- **TASK BRIEF**
Scan the data, and whenever a line contains "window", copy it.

- **DATA SUPPLIED**
===

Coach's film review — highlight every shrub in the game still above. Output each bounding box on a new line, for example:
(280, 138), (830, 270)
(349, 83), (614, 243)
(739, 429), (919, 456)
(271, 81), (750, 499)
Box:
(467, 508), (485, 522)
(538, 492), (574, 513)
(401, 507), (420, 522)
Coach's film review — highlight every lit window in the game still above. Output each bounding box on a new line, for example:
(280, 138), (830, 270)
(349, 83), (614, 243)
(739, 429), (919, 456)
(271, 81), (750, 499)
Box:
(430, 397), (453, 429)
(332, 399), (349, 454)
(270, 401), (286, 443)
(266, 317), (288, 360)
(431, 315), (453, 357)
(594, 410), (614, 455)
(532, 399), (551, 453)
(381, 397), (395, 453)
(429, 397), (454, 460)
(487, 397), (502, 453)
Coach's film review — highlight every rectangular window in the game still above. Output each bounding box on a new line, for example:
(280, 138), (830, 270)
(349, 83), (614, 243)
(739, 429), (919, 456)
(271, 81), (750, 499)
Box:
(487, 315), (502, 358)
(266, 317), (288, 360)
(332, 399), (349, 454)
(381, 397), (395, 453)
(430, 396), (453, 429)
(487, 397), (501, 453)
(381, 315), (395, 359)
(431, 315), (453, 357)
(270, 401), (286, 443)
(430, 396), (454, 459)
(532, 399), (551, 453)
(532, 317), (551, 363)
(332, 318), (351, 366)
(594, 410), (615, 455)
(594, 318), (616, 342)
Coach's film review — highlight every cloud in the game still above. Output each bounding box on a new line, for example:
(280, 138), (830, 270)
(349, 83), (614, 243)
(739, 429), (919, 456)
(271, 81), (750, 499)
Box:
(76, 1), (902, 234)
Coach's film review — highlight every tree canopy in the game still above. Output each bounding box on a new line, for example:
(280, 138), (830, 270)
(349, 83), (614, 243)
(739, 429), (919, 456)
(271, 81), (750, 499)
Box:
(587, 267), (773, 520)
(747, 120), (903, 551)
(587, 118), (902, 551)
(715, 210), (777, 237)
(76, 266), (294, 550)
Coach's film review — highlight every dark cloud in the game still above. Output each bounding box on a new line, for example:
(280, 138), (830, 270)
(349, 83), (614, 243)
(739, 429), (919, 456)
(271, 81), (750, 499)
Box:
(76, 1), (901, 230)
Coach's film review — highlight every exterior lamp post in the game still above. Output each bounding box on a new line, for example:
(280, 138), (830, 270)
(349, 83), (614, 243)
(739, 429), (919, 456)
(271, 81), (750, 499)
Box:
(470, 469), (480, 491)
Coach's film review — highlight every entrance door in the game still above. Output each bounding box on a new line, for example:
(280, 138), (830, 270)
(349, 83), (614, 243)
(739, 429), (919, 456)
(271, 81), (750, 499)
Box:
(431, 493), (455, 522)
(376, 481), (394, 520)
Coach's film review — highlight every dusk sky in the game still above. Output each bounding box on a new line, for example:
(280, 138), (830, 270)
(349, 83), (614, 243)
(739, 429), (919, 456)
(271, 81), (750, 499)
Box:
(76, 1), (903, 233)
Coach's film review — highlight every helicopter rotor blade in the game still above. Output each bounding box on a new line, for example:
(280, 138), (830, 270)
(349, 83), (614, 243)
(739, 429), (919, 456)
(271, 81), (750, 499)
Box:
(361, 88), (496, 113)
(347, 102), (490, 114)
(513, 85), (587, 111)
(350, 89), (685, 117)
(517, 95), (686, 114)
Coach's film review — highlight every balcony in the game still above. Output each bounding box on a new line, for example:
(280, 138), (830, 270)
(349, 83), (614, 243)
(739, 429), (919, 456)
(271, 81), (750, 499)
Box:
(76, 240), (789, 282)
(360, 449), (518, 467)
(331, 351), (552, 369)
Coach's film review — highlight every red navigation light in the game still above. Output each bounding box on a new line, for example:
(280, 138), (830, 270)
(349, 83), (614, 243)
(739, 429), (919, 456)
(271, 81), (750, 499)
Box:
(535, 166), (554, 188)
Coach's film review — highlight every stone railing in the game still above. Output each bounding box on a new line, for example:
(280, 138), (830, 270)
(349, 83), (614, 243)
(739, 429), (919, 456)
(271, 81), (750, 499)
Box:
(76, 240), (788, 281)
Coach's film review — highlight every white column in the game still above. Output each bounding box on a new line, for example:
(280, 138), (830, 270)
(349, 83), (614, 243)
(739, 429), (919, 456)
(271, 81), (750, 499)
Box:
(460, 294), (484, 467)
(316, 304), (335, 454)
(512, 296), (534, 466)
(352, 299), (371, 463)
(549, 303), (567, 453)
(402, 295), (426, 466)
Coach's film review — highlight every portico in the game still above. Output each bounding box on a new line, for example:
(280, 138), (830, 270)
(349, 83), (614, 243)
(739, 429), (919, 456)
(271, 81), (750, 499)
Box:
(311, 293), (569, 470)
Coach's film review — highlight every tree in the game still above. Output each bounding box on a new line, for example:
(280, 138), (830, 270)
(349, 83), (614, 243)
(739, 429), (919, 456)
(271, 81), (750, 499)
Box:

===

- **ANSWER TO THIS TASK**
Coach's film review — highlight every lit window in the game still above. Output each bounding box on a new line, for example:
Coach's film review — highlight every rectangular window in the game still above. Output each bounding box on a new line, for example:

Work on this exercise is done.